--- START ---

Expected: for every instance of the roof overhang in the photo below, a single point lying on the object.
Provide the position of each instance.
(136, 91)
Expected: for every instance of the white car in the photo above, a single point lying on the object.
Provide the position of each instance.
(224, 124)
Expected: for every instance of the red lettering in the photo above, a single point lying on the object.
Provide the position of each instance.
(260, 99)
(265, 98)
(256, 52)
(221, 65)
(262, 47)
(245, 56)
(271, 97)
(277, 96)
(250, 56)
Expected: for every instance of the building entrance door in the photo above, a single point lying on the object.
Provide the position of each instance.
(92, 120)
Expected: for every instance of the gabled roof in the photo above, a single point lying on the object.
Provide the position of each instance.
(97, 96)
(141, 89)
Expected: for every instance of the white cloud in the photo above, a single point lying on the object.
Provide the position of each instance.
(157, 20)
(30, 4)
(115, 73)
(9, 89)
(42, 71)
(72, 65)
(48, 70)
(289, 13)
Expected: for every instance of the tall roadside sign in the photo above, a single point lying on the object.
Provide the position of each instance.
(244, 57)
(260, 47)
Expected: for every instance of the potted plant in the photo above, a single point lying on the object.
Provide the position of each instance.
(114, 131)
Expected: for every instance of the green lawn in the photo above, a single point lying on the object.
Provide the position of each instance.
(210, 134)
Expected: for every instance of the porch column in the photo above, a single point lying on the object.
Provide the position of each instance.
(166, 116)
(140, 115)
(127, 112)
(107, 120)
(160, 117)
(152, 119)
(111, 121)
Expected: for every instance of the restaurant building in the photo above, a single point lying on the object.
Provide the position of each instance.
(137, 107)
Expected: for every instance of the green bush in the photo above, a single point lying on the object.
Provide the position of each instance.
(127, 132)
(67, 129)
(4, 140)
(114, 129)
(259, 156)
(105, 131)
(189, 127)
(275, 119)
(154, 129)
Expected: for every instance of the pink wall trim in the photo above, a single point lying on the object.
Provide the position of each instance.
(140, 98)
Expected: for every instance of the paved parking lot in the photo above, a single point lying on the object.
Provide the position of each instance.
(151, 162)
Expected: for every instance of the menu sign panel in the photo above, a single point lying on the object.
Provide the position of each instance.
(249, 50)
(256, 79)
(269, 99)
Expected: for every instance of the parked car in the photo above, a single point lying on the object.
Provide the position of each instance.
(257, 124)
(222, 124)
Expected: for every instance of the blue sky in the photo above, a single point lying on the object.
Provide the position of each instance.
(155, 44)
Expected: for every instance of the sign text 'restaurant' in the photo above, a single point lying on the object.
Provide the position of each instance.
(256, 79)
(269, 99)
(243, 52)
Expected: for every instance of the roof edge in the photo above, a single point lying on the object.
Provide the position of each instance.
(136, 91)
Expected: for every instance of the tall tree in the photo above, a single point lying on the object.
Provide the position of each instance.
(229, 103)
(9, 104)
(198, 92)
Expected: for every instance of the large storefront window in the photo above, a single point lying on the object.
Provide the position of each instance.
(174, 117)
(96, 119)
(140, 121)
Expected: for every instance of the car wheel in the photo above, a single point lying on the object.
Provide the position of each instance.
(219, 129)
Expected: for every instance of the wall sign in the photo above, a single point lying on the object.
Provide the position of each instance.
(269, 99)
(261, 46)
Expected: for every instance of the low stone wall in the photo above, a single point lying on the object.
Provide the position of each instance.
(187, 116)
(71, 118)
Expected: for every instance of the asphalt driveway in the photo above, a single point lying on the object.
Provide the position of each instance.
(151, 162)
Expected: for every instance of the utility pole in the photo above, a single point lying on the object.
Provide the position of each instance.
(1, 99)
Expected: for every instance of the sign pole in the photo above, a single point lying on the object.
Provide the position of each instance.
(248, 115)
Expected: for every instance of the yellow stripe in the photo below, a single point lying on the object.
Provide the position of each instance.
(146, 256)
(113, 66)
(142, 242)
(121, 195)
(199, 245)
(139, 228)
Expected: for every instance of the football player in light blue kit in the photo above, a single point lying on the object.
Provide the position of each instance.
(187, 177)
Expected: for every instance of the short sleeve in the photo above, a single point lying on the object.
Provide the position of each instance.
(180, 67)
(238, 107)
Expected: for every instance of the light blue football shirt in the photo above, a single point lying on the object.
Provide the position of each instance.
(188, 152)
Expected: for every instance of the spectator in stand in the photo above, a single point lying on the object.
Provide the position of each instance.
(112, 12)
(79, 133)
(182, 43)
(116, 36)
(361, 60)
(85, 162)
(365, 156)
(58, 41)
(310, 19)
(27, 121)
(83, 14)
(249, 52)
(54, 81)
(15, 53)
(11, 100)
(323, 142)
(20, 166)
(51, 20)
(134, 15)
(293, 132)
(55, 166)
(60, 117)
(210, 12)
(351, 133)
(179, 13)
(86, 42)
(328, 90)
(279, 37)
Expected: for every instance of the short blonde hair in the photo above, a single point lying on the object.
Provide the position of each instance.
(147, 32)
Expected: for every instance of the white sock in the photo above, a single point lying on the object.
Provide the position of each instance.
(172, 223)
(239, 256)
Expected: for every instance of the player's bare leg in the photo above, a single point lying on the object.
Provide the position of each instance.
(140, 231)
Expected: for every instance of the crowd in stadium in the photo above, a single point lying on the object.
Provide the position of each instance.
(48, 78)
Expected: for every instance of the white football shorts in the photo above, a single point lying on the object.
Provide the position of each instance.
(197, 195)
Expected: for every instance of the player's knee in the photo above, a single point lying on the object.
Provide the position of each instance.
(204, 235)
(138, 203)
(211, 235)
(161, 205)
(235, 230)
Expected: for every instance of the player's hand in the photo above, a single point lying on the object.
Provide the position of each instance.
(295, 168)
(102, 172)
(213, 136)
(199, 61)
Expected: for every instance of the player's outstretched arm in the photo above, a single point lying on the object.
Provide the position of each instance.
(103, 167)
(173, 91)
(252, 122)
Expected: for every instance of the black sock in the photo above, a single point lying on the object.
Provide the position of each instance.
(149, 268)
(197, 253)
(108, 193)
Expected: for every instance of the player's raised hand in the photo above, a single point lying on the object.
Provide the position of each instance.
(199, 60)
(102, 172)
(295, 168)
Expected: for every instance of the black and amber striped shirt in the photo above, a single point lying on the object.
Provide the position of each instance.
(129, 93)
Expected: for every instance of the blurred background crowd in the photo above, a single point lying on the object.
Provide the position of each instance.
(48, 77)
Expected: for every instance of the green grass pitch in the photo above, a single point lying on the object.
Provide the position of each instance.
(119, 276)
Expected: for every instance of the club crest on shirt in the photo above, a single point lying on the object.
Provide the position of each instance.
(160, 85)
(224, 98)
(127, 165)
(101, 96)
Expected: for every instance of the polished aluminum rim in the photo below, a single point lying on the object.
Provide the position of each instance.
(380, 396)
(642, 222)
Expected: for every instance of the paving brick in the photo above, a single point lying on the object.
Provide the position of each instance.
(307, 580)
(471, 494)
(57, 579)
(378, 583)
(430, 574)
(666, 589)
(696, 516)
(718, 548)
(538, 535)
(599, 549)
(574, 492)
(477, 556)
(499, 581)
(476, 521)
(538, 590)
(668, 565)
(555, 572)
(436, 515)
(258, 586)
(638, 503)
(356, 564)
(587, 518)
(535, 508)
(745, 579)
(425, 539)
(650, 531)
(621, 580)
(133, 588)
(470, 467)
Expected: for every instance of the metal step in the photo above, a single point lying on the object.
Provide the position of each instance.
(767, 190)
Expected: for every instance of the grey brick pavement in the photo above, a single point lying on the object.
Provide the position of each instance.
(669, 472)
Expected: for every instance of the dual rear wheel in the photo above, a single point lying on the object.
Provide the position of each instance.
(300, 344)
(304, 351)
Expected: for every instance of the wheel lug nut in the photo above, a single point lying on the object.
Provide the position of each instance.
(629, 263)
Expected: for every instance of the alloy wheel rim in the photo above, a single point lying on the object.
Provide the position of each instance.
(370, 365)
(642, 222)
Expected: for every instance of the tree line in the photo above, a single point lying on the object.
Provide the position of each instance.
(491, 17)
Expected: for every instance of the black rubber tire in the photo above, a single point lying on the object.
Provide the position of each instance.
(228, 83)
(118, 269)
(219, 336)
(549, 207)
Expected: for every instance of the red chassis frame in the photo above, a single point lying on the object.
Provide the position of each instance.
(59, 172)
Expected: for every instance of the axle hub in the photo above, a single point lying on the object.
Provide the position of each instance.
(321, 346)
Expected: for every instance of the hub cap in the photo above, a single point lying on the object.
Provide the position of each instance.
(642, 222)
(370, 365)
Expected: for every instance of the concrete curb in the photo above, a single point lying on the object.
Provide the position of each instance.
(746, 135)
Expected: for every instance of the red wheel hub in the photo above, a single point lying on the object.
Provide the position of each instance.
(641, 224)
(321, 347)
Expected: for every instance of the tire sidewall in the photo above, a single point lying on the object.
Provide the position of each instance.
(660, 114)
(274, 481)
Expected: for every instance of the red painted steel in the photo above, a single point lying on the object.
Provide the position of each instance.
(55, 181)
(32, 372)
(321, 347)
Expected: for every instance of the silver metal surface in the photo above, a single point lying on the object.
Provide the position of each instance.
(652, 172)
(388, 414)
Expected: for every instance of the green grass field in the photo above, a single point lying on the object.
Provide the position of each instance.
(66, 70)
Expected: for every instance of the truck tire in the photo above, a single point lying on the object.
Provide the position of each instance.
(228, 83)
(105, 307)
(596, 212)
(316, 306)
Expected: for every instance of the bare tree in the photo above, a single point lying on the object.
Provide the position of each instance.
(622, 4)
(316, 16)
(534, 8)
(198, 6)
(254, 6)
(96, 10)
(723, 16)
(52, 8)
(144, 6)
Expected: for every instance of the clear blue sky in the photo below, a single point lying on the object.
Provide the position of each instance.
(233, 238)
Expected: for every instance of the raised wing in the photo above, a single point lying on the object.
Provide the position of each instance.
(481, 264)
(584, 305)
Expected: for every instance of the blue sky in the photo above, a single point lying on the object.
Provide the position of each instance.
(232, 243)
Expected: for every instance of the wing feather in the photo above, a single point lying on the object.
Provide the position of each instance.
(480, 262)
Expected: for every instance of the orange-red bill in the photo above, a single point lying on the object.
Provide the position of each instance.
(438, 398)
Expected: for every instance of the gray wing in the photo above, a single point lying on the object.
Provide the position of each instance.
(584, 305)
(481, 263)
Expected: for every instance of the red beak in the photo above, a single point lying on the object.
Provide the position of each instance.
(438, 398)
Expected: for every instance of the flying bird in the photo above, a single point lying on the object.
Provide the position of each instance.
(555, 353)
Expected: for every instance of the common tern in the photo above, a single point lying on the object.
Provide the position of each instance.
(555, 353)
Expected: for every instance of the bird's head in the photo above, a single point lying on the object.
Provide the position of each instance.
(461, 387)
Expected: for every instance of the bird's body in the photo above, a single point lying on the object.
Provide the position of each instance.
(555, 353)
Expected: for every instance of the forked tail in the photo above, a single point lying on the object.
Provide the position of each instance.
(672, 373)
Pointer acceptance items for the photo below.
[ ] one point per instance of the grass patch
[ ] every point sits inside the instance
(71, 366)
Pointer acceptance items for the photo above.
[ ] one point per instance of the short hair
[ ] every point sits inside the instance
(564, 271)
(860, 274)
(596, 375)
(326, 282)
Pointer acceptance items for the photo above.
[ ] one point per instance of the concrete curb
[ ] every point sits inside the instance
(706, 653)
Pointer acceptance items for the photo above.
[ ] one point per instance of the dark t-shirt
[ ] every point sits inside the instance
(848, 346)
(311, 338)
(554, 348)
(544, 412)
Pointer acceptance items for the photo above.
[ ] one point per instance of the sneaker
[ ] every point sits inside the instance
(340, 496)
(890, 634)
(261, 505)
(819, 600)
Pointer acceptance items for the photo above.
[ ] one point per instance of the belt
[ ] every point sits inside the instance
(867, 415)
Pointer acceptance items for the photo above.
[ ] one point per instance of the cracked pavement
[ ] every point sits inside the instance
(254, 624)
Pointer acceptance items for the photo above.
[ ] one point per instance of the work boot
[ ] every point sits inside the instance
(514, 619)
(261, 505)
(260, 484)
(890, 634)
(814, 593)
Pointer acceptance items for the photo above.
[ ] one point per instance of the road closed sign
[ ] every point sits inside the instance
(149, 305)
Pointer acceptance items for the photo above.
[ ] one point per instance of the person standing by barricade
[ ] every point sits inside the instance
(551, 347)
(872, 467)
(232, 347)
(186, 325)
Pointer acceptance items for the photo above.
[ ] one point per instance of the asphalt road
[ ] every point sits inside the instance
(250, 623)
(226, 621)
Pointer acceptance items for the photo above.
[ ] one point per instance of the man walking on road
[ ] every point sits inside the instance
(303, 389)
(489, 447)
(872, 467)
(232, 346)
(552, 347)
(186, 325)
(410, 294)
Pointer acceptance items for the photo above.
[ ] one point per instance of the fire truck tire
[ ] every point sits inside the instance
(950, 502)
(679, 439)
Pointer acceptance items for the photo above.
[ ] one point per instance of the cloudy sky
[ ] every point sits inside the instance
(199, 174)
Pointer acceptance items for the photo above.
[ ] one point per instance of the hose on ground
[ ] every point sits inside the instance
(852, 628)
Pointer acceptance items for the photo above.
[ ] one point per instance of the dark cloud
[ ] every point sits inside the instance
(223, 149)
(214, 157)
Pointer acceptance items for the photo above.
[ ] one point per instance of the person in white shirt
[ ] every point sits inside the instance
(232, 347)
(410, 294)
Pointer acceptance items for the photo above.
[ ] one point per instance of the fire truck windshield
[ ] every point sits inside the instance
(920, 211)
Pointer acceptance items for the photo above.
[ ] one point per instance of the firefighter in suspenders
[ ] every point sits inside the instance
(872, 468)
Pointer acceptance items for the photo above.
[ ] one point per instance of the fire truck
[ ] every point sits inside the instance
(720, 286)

--- END ---

WORK TASK
Above are some records. Count the lines among them with the word "sign", and answer with the number only.

SOLUTION FOR THIS TASK
6